Each record that follows goes into your reply unchanged; the pictures do not.

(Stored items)

══════════════════════════════

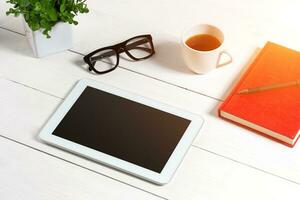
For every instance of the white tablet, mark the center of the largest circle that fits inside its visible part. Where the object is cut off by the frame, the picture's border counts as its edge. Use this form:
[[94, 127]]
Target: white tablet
[[123, 130]]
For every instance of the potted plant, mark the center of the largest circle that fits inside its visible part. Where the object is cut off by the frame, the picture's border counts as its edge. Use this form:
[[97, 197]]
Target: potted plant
[[48, 23]]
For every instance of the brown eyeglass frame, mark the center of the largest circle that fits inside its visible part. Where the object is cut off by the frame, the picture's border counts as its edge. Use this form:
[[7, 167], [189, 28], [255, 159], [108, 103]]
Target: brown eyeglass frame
[[91, 60]]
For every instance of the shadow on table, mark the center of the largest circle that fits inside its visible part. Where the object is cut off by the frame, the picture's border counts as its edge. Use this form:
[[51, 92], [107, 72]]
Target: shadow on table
[[15, 43], [168, 54]]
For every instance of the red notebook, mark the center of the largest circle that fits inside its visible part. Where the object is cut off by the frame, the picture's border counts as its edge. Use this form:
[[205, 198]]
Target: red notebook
[[274, 113]]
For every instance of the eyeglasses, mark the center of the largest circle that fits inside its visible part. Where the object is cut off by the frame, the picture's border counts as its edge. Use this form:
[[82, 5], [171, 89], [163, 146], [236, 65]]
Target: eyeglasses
[[107, 59]]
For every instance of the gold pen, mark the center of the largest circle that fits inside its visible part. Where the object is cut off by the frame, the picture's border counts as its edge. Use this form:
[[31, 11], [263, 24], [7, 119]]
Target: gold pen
[[270, 87]]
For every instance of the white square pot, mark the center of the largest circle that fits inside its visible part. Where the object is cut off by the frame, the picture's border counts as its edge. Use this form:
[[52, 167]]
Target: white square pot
[[61, 39]]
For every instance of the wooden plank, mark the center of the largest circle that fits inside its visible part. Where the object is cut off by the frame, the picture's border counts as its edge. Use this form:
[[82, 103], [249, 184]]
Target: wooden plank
[[246, 25], [56, 74], [199, 176], [29, 174]]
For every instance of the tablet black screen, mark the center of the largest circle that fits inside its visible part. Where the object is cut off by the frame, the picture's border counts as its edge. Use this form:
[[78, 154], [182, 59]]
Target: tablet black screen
[[125, 129]]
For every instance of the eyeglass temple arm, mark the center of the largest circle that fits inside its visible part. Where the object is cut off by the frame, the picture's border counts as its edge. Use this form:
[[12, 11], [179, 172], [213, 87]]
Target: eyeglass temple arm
[[133, 45]]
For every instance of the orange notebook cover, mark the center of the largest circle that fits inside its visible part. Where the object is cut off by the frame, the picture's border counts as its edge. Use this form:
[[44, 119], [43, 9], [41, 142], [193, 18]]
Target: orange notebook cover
[[274, 113]]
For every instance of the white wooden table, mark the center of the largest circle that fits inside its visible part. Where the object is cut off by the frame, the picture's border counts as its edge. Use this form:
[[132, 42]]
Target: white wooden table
[[224, 162]]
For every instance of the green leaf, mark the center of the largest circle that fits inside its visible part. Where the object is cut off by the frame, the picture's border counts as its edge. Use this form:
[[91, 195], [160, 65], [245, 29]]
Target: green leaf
[[52, 14], [44, 14]]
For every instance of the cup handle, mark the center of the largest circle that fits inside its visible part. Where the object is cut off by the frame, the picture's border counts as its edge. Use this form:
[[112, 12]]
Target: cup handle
[[226, 62]]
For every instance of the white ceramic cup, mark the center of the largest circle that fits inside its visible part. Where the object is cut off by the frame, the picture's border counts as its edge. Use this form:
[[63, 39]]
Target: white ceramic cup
[[202, 62]]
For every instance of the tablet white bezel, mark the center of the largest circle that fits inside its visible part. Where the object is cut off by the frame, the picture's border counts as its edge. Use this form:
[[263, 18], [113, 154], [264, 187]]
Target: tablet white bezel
[[158, 178]]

══════════════════════════════

**Solution**
For every instance of the white tablet, mark the center of the largest circle that fits inside its visible part. Where the object is cut off by the frame, the picture's border counts as its edge. Use this form:
[[94, 127]]
Target: white tablet
[[123, 130]]
For every instance of the potted plant, mark the center of the largest circle that fits inside its visible part. Where the object is cut off by the frame, the picture's border counts as its edge. Use this form:
[[97, 197]]
Target: potted plant
[[48, 23]]
For every instance of the brown eyeglass frame, mark the center of the largest circle that fits inside its visible part. Where the object is cut off by the frame, the picture's border counts as its edge. Use this form:
[[7, 167], [189, 28], [255, 159], [108, 103]]
Target: brown eyeglass frame
[[91, 60]]
For every instance of the shadow on table, mark the center of the largest circle that fits inside its visible part. Where the object is cut off by the frame, the picture's border counts as its edge. Use this form:
[[51, 92], [107, 72]]
Target: shadow on table
[[15, 43], [168, 54]]
For every instance of the red notebook, mark the center of the largest circle that fits inside its visible part. Where the object is cut off by the frame, the picture's border counts as its edge. Use this form:
[[205, 198]]
Target: red notebook
[[274, 113]]
For every instance of the eyeglasses, mark the center of the largest circle that fits inside its visible part. Where the object is cut off by the frame, the picture's border counts as its edge. Use this form:
[[82, 5], [171, 89], [163, 146], [236, 65]]
Target: eyeglasses
[[107, 59]]
For every instance of the gold pen, mark the center of the largest circle that fits inside its visible part. Where the object is cut off by the frame, the picture's border counts as its edge. Use this form:
[[31, 11], [263, 24], [7, 119]]
Target: gold pen
[[270, 87]]
For every instance of the white square pot, mark the center of the largest circle that fits inside its visible part. Where the object is cut off by the frame, the picture's border counts as its edge. Use this form:
[[52, 167]]
Target: white square pot
[[61, 39]]
For every instance of the wooden plank, mark the center of the largest circle that fits inside its visible part. Where the object is cut off by the frame, the picture's border counts as its edge. Use this form:
[[82, 103], [249, 184]]
Target: wooden plank
[[246, 25], [56, 74], [199, 176], [29, 174]]
For every instance of the tablet black screen, mark the center of the largest circle that fits inside its visible part. Where the object is cut off by the frame, the picture's border counts as its edge. Use this form:
[[78, 154], [182, 59]]
Target: tablet black screen
[[125, 129]]
For every instance of the eyeglass temple arm, mark the center of the largest circle that fits inside its visible part. Where the object is cut off by the frame, the picture's border counts as its edge. Use this form:
[[12, 11], [179, 172], [213, 87]]
Target: eyeglass temple arm
[[133, 45]]
For every instance of the orange notebook cover, mark the center of the largest circle that fits inside its visible part. Where the object is cut off by the frame, the picture's border counts as its edge. Use this form:
[[44, 119], [43, 9], [41, 142], [193, 18]]
Target: orange notebook cover
[[274, 113]]
For every instance of the white wooden table, mark the center of the largest circle that fits inside its visible part. Where the object is cut off by the frame, the picture's border counts as its edge. Use this form:
[[132, 42]]
Target: white wooden table
[[224, 162]]
For every instance of the green leaf, mark the center of the largest circle that fits inside its visible part. Where the object is cut off by the frame, the picture's border counts as its edge. Use this form:
[[91, 195], [160, 65], [245, 29]]
Target: green leaf
[[52, 14], [44, 14]]
For every instance of the cup handle, mark the center of the largest circle that fits inside its visible part. Where the object is cut off by the frame, the picture's border counts as its edge. Use this form:
[[112, 12]]
Target: cup handle
[[226, 62]]
For every instance of the white ceramic cup, mark the center of the largest circle that fits inside its visible part. Where the object is cut off by the frame, the picture's border counts as its edge. Use this form:
[[63, 39]]
Target: white ceramic cup
[[202, 62]]
For every instance of the tablet white bezel, mark the center of the largest circle that fits inside its visible part. Where the object is cut off by the frame, the picture's border counts as its edge. Use this form:
[[263, 18], [113, 154], [264, 187]]
Target: tablet white bezel
[[158, 178]]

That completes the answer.